• Supplied passage:
The Thing About Today – June 26

June 26, 2020
Day 178 of 366

 

June 26th is the 178th day of the year. It is Independence Day in Madagascar and Somalia, both of whom declared their independence in 1960 (from France and Britain, respectively).

It is also World Refrigeration Day, which is designed to awareness about the importance of refrigeration technologies in everyday life and to raise the profile of the refrigeration, air-conditioning and heat-pump sector. The day was chosen to celebrate the birth date of Lord Kelvin on June 26, 1824

 

In the United States, today is “celebrated” as National Coconut Day, National Beautician’s Day, National Chocolate Pudding Day, and Take Your Dog to Work Day (which is typically observed on the friday after Father’s Day).

 

Historical items of note:

  • In 1824, Irish-Scottish physicist and engineer William Thomson, 1st Baron Kelvin, was born. At the University of Glasgow, he did important work in the mathematical analysis of electricity and formulation of the first and second laws of thermodynamics, and did much to unify the emerging discipline of physics in its modern form. The absolute temperature scale is named in his honor.
  • In 1870, the Christian holiday of Christmas was declared a federal holiday in the United States. The holiday was not always widely accepted in the colonies, but gradually gained acceptance through the short stories of Washington Irving. In December 1999, the Western Division of the United States District Court for the Southern District of Ohio, in the case Ganulin vs. United States, denied the charge that Christmas Day’s federal status violated the Establishment Clause of the Constitution, ruling that “the Christmas holiday has become largely secularized”, and that “by giving federal employees a paid vacation day on Christmas, the government is doing no more than recognizing the cultural significance of the holiday”.

• Given information:
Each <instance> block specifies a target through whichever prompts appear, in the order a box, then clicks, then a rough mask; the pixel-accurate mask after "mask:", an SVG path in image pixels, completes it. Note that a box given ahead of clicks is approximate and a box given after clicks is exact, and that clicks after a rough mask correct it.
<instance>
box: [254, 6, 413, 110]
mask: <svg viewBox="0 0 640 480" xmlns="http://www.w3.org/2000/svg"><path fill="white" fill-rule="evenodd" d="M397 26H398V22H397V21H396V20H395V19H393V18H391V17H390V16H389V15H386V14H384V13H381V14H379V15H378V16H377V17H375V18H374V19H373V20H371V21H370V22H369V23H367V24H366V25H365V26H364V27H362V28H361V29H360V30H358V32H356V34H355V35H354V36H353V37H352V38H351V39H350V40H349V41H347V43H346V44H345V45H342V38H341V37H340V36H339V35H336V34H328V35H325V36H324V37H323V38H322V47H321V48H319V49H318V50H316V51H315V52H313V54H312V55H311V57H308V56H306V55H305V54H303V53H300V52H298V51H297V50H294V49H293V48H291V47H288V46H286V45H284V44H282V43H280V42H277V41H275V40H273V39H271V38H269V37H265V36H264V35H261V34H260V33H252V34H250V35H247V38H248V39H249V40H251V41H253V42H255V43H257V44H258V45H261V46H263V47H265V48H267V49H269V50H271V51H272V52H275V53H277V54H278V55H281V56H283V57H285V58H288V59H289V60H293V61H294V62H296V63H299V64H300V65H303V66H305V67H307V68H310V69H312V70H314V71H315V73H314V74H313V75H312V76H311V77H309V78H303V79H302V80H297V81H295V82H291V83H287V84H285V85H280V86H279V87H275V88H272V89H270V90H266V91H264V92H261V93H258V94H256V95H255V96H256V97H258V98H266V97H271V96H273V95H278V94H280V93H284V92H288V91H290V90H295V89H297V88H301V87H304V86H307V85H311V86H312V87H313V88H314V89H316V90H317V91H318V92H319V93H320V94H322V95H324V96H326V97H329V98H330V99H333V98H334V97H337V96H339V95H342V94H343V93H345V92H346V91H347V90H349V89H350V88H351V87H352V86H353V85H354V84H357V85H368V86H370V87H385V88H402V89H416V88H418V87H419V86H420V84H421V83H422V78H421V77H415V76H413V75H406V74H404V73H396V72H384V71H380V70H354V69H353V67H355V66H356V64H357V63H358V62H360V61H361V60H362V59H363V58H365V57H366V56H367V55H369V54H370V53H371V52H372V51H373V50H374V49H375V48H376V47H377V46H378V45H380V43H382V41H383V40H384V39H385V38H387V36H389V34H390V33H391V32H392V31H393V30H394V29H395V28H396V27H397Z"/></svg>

• Exercise directions: Can you reproduce word for word the part of the June 26 page that begins with the words containing "In the United States, today" and ends with "in his honor."?

• Response to the task:
In the United States, today is “celebrated” as National Coconut Day, National Beautician’s Day, National Chocolate Pudding Day, and Take Your Dog to Work Day (which is typically observed on the friday after Father’s Day).

 

Historical items of note:

  • In 1824, Irish-Scottish physicist and engineer William Thomson, 1st Baron Kelvin, was born. At the University of Glasgow, he did important work in the mathematical analysis of electricity and formulation of the first and second laws of thermodynamics, and did much to unify the emerging discipline of physics in its modern form. The absolute temperature scale is named in his honor.